## Given text:
────────
19.03.2019 - doc. Dr. Ing. Jan Černocký (Department of Computer Graphics and Multimedia, Brno University of Technology)

Automatic speech recognition in the neural era

Speech data mining (that will be represented by transcription in this talk) is an important discipline of machine learning. In addition to classical ML and computer science components, it also sources other sciences such as physiology, lexicography, and phonetics, making it a funny inter-disciplinary domain. Similarly to other ML sub-fields, it has been turned upside-down in the recent years by the massive use of neural networks. Although their use in speech dates back to 2000, it is only around 2010 they took the ground and started to dominate the field. Brno speech group has been through all these changes, sometimes following the others, sometimes defining the history. The talk will cover these developments as well as some new research trends.

02.04.2019 - RNDr. Martin Baláž, PhD. (Predictale, s. r. o.)

How to Use Artificial Intelligence in Online Fashion Retail

Customers expect a lot from an online store: that it won't waste their time, that they will find products that fit them, that the experience will be personalized for them, etc. This is exactly what Artificial Intelligence can achieve if it has relevant data that is often hard to get. Fashion retail is in special position because most relevant data is contained in images of products. During the talk we will look at few technologies based on neural networks that can help online fashion retailers to meet customer expectations.

16.04.2019 - doc. Mgr. Ondrej Šuch, PhD. (Department of Information Networks, University of Žilina)

Function and implementation of synapses in artificial intelligence systems

The past decade has witnessed enormous growth in research and applications of machine learning techniques. Modern deep learning techniques have beaten humans in several important benchmarks, yet it is clear that intelligence available in today's systems lags behind even the simplest animals. Part of the lag is theoretical, since there is little agreement on how to build connectionist systems. We would like to draw inspiration from biology, but there is still only fragmentary understanding of learning mechanisms in animal nervous systems. The other critical hurdle that needs to be cleared is what hardware should be used to implement future artificial intelligence systems. In our talk we will present our work on memristors, a promising nanotechnology device that may serve to emulate synapses in the next generation of artificial neural networks. Our results will be framed within the context of competition between deep learning and neuromorphic approaches to artificial intelligence.

30.04.2019 - PhDr. Ing. Tomáš Gál, PhD (Comenius University in Bratislava)

Evolution of cognitive mechanisms related to religious thought and behaviour

In a narrow sense, religion is a unique feature of the human species. According to archaeological findings as well as research in anthropology, this ability is one of the oldest cultural features of a human kind. It has stood up with the rise of gene-cultural coevolution. Religion, in the meaning of religious thinking and religious behaviour, began to form a competitive advantage for human groups and individuals quickly. For groups, it was an additional strengthening mechanism, affecting closer cooperation, higher levels of intra-group altruism, better division of labour, and greater efficiency in resource gathering. Even it is not possible to name with certainty, which attributes of early human affective thinking emerge into religious, reflection of both, cultural and genetic evolution, may show us a way of evolution of religion and cognitive mechanisms, which allowed it and in a feedback loop, stimulating it further.
────────
## Raw data:
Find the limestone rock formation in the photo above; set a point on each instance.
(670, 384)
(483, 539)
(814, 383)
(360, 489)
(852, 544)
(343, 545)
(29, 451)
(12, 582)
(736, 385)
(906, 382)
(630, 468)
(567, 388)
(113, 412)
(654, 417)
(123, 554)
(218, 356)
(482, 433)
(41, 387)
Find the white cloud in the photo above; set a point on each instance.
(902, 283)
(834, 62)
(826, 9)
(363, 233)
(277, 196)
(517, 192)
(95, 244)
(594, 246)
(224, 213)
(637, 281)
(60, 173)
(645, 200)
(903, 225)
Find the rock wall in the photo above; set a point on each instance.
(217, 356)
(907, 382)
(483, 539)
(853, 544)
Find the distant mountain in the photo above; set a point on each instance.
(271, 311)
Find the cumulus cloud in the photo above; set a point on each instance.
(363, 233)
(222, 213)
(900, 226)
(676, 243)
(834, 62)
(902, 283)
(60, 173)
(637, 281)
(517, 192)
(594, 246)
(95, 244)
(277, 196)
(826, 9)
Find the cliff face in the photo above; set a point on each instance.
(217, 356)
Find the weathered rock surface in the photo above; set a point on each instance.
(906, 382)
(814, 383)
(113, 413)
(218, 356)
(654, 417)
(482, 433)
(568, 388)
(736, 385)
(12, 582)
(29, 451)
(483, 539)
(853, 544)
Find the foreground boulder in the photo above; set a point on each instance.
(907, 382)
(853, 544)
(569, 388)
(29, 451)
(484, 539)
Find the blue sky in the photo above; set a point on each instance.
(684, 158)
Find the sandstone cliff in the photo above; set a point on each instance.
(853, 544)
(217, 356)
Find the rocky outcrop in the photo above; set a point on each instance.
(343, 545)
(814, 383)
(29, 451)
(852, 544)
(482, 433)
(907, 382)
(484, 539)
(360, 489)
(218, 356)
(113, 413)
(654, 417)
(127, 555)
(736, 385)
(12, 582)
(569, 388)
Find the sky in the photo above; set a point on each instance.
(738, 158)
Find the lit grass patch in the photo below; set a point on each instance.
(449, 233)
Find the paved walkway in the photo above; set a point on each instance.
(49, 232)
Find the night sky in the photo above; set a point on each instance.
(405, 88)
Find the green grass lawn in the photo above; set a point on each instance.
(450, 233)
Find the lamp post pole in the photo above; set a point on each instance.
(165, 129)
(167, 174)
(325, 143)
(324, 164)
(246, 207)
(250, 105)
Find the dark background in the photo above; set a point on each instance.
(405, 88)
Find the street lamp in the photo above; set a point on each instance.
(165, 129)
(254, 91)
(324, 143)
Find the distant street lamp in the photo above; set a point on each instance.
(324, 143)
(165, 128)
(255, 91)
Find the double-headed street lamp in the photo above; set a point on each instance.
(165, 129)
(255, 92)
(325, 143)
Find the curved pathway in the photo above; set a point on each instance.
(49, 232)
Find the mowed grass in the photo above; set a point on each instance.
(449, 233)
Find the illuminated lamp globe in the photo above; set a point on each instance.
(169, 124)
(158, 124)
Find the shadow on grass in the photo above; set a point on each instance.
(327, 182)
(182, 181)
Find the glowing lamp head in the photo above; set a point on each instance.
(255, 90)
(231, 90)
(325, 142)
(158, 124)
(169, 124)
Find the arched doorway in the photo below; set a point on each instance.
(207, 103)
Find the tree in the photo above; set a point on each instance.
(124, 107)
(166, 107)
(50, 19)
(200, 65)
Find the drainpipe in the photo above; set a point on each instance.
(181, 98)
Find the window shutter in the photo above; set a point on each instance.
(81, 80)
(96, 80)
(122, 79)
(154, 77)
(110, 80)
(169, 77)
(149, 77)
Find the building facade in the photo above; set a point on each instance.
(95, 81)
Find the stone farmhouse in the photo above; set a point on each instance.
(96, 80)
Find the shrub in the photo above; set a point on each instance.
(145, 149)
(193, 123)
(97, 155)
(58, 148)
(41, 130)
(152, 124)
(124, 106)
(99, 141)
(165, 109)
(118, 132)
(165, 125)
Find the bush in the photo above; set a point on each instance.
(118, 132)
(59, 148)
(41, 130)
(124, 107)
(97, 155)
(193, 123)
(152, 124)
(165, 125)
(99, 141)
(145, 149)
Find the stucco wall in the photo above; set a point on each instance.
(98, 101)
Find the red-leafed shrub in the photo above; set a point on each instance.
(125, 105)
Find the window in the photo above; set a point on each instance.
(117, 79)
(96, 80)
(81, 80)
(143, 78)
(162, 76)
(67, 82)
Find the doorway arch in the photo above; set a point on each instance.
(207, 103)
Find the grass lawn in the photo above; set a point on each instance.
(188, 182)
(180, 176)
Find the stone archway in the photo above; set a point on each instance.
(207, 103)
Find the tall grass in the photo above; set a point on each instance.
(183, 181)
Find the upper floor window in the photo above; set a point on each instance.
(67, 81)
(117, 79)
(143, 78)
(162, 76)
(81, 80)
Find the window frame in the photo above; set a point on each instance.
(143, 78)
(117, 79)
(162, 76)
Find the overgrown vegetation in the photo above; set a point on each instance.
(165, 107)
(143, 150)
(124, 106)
────────
## Instructions for the task:
In the talk listing, please state around what year neural networks took the ground and started to dominate the speech field.

## Solved problem:
Around 2010.